**READING TEXT**
What about Robert?
Robert Zimmerman arrived in New York on Tuesday 24 January 1961.
As he stepped out of a 1957 Chevrolet Impala, having got a lift, the temperature was 13 degrees lower than usual.
The weather up and down the eastern seaboard had been severe.
So bad, in fact, that it had almost caused the cancellation of JFK’s inauguration the Friday before.
In the chilly air was a feeling, as JFK put in his speech, that “the torch has been passed to a new generation”.
Whether Robert had heard this or not, he certainly saw things the same way.
He was playing a gig that night at the Cafe Wha?
Which was where he started to spin fanciful stories about who he was and where
he came from.
About his days riding the rails.
Of singing with the great troubadours.
How, for a time, he’d travelled with a circus.
When he’d played in Bobby Vee’s band.
And that his name was Bob Dylan.
The Jewish, middle-class, storekeeper’s son from Minnesota was not yet 20.
But he quickly established an identity as a rambling hobo and teen runaway.
This act started long before he got on stage, or to New York.
Back in Minnesota – his hometown – he was acting when merely walking down the street.
As the frontman of his rockabilly/blues garage band, the Golden Chords, he was the typical James-Dean-style, posing rocker.
He affected a new way of talking that was designed to make him seem deep, in a cool and unschooled sort of way.
It was around this time that he confided to his high-school sweetheart that he planned to devote his life to music.
And change his name.
“I know what I’m going to call myself. I’ve got this great name: Bob Dillon.”
A name he had borrowed from the sheriff in TV’s Gunsmoke.
By the time he reached New York in 1961, he’d already changed the spelling to Dylan.
Because he knew it looked better on the chalkboards outside music venues.
Bob Dylan’s drive to be someone was like that of Elvis before him.
The idea of ordinary life was intolerable.
Breaking his journey from Minnesota to New York in Madison, Wisconsin, he even told a perfect stranger:
“I’m going to be bigger than Elvis.”

**DATA SECTION**

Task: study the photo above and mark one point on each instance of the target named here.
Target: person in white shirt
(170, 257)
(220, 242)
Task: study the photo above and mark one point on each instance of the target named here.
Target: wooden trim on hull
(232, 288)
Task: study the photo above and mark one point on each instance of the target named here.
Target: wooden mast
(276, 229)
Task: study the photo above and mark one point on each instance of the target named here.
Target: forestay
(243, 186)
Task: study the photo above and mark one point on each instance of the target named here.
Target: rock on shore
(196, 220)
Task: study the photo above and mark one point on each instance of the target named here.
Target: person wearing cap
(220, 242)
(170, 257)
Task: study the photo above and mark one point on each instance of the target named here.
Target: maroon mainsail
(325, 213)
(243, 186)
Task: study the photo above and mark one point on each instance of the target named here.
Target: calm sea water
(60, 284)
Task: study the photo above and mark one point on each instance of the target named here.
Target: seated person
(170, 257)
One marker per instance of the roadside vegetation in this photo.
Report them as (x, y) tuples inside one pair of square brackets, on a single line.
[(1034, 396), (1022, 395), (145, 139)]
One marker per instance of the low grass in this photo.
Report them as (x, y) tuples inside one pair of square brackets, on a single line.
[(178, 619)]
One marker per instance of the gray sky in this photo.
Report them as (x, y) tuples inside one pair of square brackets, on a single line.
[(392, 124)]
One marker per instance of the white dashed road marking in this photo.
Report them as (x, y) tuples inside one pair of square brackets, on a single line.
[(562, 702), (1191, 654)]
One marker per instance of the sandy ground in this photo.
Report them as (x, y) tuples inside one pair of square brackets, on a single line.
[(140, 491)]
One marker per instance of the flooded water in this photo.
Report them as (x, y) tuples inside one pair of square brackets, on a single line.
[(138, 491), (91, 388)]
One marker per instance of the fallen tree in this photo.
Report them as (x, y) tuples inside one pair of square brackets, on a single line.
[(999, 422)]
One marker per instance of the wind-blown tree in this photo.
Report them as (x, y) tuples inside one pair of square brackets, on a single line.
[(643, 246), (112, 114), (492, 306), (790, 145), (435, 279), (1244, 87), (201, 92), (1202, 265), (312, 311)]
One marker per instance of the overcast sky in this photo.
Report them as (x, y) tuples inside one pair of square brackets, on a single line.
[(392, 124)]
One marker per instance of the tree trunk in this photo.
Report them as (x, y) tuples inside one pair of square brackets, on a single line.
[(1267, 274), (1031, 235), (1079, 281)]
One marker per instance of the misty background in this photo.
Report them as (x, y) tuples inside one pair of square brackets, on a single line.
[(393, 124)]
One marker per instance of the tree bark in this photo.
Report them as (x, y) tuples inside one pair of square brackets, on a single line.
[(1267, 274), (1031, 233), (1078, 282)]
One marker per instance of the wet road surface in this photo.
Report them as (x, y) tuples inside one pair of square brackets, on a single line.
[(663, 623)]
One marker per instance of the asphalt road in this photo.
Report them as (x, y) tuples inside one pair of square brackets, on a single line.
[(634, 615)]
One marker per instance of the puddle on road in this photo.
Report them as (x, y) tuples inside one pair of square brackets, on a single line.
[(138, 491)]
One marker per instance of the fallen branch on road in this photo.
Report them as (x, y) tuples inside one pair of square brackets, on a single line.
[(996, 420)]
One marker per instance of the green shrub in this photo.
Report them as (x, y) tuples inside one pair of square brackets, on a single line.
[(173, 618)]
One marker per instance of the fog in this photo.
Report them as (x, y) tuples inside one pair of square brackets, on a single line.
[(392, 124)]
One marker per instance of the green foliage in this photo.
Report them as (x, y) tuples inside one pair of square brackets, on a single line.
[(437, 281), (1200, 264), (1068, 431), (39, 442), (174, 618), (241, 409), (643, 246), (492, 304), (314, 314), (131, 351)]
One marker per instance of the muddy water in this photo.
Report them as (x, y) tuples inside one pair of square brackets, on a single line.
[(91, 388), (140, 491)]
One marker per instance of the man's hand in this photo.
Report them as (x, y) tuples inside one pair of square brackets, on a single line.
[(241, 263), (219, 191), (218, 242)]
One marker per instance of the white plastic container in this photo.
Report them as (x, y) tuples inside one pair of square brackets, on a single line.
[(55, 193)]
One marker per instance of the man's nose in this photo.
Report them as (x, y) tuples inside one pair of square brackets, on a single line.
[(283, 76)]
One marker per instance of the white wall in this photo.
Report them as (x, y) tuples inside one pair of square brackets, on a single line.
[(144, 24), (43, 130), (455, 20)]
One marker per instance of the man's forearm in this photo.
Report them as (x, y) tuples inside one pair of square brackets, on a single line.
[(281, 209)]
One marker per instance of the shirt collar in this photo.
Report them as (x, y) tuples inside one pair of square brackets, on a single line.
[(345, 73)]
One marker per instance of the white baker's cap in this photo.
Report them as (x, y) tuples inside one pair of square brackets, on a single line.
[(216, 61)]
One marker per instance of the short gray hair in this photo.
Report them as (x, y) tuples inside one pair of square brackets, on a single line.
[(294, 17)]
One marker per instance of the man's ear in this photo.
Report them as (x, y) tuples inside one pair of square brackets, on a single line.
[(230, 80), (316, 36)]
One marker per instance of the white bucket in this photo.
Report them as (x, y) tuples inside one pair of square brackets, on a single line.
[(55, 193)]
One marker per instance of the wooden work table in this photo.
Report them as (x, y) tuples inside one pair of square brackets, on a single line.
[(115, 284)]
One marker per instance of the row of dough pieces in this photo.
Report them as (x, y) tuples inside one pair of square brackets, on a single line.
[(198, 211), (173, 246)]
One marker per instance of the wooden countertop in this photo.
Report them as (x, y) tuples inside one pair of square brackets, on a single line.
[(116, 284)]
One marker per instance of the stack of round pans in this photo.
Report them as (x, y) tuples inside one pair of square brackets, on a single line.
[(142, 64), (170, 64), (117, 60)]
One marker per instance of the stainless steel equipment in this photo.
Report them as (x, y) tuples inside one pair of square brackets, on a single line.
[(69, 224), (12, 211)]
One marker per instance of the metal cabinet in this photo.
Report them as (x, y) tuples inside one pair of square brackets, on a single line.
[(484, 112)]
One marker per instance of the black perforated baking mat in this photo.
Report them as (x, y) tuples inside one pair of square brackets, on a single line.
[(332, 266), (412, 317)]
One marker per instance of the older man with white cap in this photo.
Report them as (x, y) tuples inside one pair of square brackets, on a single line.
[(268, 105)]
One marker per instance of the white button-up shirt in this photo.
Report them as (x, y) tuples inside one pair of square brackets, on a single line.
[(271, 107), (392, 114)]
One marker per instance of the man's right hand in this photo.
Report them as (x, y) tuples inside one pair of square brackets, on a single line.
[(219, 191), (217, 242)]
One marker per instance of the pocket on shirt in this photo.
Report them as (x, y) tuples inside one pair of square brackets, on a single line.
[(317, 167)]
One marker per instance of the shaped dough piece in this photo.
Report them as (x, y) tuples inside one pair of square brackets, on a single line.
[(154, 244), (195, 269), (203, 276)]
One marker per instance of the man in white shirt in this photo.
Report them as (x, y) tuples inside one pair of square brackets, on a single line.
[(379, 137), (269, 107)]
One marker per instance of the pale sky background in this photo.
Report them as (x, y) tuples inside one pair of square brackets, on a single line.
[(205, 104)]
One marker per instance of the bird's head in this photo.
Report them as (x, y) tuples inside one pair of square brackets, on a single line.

**SET OF TASKS**
A. Summarize the passage about Robert Zimmerman in two sentences.
B. Translate this sentence from the passage about Robert Zimmerman into French: "Robert Zimmerman arrived in New York on Tuesday 24 January 1961."
C. According to the passage about Robert Zimmerman, from whom did he borrow the name Bob Dillon?
The data bear no relation to the text.

**TASK-BY-TASK SOLUTIONS**
A. Robert Zimmerman, a middle-class storekeeper's son from Minnesota not yet 20, arrived in New York in January 1961 and, playing at the Cafe Wha?, began telling fanciful stories about his past and calling himself Bob Dylan. He had been cultivating this persona since his Minnesota days, having taken the name Dillon from the sheriff in Gunsmoke and later changed the spelling to Dylan, and he was driven to be someone, even telling a stranger he would be bigger than Elvis.

B. Robert Zimmerman est arrivé à New York le mardi 24 janvier 1961.

C. From the sheriff in the TV show Gunsmoke.